## Start PAGE EXCERPT

As described in our paper, a badly chosen core point candidate may lead to an unbounded normalized Lagrangian dual problem, and a failure of generating a cut. Therefore, we try to identify potential unboundedness in advance. We do so by checking for infeasibility of a related primal problem (for theoretical details, we refer to our paper). This check is done in function detect_unboundedness. If potential unboundedness is detected, we may either generate a strengthened Benders cut instead of an LN Lagrangian cut, or introduce artificial bounds to the dual problem.

Remark

Note that in certain cases ($\pi_{n0} \approx 0$, $(u_n, u_{n0}) \approx 0)$ we do not generate cuts in order to avoid numerical issues or adding redundant cuts.

lagrange.jl: Contains functionality to solve the standard Lagrangian dual problem from SDDiP.

## End PAGE EXCERPT

Can you continue the page excerpt on Lagrangian cuts in SDDiP from its last sentence?

## Start RAW RECORDS

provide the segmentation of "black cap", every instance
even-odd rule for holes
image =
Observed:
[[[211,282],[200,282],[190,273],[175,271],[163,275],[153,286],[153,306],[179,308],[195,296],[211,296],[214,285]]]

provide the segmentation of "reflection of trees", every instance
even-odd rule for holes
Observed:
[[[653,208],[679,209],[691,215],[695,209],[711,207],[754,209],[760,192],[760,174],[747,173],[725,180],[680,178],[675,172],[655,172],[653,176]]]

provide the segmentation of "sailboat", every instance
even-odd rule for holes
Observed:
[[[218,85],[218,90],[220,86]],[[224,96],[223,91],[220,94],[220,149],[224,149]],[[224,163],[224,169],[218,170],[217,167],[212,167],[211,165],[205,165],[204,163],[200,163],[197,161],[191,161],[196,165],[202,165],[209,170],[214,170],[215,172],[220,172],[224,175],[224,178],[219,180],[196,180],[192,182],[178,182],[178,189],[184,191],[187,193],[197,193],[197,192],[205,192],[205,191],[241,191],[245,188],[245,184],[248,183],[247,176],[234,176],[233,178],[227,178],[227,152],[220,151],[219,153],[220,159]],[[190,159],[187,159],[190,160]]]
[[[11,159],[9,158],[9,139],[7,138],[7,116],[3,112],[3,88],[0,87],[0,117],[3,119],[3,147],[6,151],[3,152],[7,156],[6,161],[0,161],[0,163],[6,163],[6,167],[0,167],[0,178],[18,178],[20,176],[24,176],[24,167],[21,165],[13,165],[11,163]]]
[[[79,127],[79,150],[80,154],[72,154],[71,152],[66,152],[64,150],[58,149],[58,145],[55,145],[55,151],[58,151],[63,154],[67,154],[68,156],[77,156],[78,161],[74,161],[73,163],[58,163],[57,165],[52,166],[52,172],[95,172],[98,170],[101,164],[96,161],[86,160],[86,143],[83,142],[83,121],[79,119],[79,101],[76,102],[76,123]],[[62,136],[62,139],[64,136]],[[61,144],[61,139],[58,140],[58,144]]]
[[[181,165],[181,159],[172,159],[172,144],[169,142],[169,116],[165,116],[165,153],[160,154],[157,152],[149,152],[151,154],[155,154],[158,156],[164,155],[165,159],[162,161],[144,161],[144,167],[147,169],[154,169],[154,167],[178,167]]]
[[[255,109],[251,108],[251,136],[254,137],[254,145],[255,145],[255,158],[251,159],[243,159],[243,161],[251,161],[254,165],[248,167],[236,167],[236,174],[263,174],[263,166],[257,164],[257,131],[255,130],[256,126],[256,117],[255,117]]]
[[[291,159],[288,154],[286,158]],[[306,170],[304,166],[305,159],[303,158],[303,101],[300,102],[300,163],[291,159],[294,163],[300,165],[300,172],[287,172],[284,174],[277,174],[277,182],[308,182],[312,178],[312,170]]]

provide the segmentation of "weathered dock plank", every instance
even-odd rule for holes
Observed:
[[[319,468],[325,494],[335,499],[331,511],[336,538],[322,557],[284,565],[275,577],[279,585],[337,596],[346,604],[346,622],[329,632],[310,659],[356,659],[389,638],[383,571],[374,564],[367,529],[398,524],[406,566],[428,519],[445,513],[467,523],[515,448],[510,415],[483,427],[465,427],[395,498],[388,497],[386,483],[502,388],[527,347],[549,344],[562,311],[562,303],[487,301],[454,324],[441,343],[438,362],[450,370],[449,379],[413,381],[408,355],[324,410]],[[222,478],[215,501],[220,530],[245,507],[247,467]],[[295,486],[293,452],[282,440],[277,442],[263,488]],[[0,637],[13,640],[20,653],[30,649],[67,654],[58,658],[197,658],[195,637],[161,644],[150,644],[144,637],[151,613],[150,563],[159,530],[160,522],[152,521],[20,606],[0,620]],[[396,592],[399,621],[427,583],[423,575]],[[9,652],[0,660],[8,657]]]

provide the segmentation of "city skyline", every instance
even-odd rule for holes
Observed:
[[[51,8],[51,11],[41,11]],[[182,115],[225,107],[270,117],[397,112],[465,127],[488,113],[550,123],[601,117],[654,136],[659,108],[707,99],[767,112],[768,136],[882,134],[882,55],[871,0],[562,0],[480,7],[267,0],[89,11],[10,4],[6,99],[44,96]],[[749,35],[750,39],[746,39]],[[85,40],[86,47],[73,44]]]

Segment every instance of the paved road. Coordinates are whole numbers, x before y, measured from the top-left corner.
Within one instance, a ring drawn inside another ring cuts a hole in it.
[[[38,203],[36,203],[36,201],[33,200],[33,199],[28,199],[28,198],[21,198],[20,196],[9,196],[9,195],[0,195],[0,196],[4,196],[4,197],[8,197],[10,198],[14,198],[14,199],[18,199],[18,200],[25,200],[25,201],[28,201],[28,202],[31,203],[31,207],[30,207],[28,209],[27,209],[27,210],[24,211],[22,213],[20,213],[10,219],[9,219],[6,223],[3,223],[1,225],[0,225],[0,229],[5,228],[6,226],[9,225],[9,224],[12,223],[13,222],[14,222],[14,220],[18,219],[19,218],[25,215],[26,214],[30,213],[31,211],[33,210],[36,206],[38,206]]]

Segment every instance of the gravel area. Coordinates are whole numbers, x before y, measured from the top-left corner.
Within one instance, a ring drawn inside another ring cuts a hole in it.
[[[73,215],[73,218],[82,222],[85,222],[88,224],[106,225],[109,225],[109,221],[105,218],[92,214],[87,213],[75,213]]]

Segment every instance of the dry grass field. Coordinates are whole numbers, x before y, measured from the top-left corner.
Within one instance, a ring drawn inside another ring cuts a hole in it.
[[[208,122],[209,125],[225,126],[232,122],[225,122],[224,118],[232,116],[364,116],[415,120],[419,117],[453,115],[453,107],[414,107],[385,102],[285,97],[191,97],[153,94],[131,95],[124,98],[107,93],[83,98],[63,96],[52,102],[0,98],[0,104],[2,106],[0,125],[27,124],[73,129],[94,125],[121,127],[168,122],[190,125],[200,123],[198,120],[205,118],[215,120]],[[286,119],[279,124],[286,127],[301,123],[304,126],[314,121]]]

## End RAW RECORDS

● **ANSWER FOR THE TASK**
- Includes solving the inner relaxation and the outer problem using Kelley's cutting-plane method or a level bundle method.
- Includes the option to solve an augmented problem.
- Includes functionality for MinimalNormChoice.
- Includes the option to use suboptimal multipliers as well for approximations in the outer problem.
lagrange_preparation.jl: Contains some auxiliary functions required for lagrange.jl.
- Includes relaxing and restoring constraints.
- Includes setting multiplier bounds.
- Includes regularization preparation. Note that here a weighted variant of norm_lifted is used.
- Includes initializing dual multipliers.
- Includes storing optimal dual multipliers and a status check for the solution.
lagrange_unified.jl: Same as lagrange.jl but catered to normalized Lagrangian dual problems. This means that an additional multiplier $\pi_{n0}$ is considered, normalizations are used and dual space restriction is possible.
lagrange_unified_preparation.jl: Same as lagrange_preparation.jl but catered to normalized Lagrangian dual problems. In particular, contains functions to execute the normalization or dual space restriction.
lagrange_unified_core.jl: Contains functionality for the computation of core point candidates when generating LN Lagrangian cuts.
- Includes functions get_core_point and get_normalization_coefficients for different type of heuristics.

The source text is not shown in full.